Task brief.
Look through the lines below and extract any with the word "layer".

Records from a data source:
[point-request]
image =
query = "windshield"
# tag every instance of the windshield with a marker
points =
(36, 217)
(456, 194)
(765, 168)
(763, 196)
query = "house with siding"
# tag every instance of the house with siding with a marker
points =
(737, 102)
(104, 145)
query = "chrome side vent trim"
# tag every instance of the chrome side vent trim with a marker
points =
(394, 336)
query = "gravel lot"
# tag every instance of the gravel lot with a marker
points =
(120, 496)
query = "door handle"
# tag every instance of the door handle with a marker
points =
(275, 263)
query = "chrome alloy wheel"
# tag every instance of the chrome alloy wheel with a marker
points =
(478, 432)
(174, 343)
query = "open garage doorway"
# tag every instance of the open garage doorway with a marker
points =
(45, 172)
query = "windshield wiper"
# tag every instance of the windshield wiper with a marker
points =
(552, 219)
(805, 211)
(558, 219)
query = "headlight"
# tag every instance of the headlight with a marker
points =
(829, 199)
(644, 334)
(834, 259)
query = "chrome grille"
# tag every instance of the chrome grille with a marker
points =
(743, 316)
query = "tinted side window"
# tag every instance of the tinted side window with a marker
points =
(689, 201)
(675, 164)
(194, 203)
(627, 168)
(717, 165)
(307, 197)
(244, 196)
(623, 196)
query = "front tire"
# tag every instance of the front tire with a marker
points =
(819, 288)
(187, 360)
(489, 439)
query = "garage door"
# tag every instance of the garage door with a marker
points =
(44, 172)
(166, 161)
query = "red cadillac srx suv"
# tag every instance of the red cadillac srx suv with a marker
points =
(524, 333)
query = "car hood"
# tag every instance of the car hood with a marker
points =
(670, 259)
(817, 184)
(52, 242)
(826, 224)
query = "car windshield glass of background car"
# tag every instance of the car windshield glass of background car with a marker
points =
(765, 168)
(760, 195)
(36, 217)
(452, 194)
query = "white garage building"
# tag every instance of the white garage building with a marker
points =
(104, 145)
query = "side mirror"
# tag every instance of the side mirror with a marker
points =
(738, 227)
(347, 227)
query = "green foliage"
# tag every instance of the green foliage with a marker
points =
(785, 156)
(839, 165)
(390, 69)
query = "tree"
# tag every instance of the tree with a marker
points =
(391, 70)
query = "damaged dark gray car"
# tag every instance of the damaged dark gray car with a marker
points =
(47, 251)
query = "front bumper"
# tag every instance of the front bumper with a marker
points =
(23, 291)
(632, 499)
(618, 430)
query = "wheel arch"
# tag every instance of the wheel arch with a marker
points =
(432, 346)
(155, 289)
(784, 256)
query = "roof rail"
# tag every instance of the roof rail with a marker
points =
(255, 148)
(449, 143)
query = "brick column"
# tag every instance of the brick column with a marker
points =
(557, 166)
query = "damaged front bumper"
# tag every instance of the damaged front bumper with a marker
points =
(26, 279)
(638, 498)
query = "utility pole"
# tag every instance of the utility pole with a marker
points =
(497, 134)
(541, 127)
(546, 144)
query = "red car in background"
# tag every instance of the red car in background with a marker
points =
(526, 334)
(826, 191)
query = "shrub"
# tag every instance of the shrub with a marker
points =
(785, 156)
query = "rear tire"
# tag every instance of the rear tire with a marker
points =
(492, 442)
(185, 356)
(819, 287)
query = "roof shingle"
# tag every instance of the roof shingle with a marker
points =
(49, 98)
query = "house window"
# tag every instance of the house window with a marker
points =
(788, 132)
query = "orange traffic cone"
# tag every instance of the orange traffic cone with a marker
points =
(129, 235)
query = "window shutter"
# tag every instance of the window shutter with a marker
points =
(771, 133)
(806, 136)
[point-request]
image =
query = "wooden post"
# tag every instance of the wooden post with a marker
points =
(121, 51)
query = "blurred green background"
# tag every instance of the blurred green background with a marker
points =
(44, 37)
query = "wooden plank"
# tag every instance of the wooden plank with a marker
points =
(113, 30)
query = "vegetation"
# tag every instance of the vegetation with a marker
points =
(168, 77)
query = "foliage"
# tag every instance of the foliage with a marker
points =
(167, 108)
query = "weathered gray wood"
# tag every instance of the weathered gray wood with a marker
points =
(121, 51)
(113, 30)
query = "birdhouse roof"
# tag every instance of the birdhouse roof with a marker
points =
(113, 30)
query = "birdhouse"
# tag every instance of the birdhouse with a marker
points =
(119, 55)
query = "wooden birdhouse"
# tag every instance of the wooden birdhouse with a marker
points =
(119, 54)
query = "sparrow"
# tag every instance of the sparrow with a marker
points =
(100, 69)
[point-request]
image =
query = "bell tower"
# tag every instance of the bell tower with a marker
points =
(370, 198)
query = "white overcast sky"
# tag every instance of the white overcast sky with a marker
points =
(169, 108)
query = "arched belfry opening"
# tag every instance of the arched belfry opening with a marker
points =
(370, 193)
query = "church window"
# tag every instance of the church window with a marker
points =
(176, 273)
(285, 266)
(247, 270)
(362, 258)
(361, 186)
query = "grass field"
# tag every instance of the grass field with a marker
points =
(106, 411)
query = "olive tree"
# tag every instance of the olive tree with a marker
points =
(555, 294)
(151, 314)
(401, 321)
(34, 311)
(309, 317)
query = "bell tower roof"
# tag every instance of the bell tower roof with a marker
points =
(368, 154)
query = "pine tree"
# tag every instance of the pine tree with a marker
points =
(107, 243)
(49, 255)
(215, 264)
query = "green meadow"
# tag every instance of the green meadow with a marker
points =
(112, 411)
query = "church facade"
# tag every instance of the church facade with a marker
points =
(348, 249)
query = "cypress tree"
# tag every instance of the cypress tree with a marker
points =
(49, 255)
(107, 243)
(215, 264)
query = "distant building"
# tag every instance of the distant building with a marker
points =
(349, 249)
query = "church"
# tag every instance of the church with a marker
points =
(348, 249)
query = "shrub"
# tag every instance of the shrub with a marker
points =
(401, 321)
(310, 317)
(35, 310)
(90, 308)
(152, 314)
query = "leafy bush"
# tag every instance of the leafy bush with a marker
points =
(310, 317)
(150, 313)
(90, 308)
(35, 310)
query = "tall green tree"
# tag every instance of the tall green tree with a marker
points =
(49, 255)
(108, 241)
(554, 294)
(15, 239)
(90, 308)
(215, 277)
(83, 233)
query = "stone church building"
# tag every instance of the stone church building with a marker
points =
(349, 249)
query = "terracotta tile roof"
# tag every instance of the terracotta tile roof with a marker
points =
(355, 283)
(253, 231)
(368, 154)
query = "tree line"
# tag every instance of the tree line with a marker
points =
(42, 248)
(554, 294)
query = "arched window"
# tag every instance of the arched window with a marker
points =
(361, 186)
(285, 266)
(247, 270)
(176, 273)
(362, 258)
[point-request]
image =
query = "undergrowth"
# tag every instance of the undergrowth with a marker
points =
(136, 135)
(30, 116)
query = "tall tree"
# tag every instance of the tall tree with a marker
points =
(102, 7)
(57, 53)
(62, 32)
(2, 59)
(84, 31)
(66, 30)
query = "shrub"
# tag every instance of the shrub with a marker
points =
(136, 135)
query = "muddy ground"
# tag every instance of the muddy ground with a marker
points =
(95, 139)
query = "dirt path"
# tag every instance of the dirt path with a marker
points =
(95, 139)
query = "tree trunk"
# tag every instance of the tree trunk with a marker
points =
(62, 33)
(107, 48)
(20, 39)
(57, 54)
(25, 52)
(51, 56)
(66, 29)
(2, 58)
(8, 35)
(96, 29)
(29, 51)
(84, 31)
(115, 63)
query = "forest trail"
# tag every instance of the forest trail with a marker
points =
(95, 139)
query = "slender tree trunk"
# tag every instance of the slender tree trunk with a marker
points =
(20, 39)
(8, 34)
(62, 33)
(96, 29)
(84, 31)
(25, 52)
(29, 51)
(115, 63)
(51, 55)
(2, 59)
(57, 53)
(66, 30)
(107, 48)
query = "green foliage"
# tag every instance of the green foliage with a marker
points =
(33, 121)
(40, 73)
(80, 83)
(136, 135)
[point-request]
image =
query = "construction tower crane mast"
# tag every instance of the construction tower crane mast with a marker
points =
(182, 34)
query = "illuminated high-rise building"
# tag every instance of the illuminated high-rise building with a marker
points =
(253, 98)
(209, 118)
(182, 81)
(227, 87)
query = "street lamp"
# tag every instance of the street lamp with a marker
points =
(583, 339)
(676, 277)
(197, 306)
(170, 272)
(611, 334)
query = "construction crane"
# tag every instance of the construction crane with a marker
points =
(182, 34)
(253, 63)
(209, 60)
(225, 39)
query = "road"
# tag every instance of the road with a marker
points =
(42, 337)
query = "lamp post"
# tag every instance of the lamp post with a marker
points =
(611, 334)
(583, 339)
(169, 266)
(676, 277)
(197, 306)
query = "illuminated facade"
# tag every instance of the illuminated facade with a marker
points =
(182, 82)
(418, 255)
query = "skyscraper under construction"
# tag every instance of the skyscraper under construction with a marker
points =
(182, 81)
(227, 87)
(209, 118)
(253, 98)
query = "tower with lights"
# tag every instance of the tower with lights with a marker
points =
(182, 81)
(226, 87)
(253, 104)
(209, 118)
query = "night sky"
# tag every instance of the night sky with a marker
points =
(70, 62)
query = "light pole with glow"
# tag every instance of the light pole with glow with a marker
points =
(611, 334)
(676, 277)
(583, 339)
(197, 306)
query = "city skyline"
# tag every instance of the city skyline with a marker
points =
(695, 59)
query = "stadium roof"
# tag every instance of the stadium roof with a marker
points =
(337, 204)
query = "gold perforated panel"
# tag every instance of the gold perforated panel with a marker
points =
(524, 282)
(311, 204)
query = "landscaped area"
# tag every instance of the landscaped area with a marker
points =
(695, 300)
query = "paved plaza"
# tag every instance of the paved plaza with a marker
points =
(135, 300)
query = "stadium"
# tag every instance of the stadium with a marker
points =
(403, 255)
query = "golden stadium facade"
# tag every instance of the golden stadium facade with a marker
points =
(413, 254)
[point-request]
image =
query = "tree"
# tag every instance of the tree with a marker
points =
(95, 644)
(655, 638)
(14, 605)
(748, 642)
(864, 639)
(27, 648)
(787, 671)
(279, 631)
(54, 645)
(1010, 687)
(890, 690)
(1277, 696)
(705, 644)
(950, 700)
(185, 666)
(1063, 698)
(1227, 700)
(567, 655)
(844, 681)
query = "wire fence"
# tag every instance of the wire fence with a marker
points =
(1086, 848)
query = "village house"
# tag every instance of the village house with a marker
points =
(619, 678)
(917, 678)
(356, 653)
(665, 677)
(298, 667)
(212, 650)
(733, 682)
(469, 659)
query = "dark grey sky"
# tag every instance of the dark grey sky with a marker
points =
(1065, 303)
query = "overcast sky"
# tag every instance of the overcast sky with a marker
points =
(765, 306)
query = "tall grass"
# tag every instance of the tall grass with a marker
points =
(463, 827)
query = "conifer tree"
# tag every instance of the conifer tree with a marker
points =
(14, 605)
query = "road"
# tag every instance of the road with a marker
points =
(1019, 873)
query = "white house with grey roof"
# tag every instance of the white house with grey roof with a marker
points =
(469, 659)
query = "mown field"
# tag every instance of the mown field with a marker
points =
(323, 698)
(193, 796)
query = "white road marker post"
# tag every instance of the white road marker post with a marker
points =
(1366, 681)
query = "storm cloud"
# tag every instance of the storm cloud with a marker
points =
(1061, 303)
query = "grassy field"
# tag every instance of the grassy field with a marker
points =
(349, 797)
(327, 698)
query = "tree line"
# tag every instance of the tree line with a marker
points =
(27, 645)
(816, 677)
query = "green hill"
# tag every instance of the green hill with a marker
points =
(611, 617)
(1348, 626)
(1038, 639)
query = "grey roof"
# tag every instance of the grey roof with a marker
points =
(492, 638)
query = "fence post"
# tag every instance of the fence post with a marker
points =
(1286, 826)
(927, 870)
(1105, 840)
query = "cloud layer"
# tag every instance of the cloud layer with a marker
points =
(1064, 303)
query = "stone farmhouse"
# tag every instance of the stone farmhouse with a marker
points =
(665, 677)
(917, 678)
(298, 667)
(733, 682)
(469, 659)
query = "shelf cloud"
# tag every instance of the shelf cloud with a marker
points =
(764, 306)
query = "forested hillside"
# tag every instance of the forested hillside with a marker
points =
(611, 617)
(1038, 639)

Reply to the task.
query = "cloud layer"
# tag every instance of the cloud layer with a marker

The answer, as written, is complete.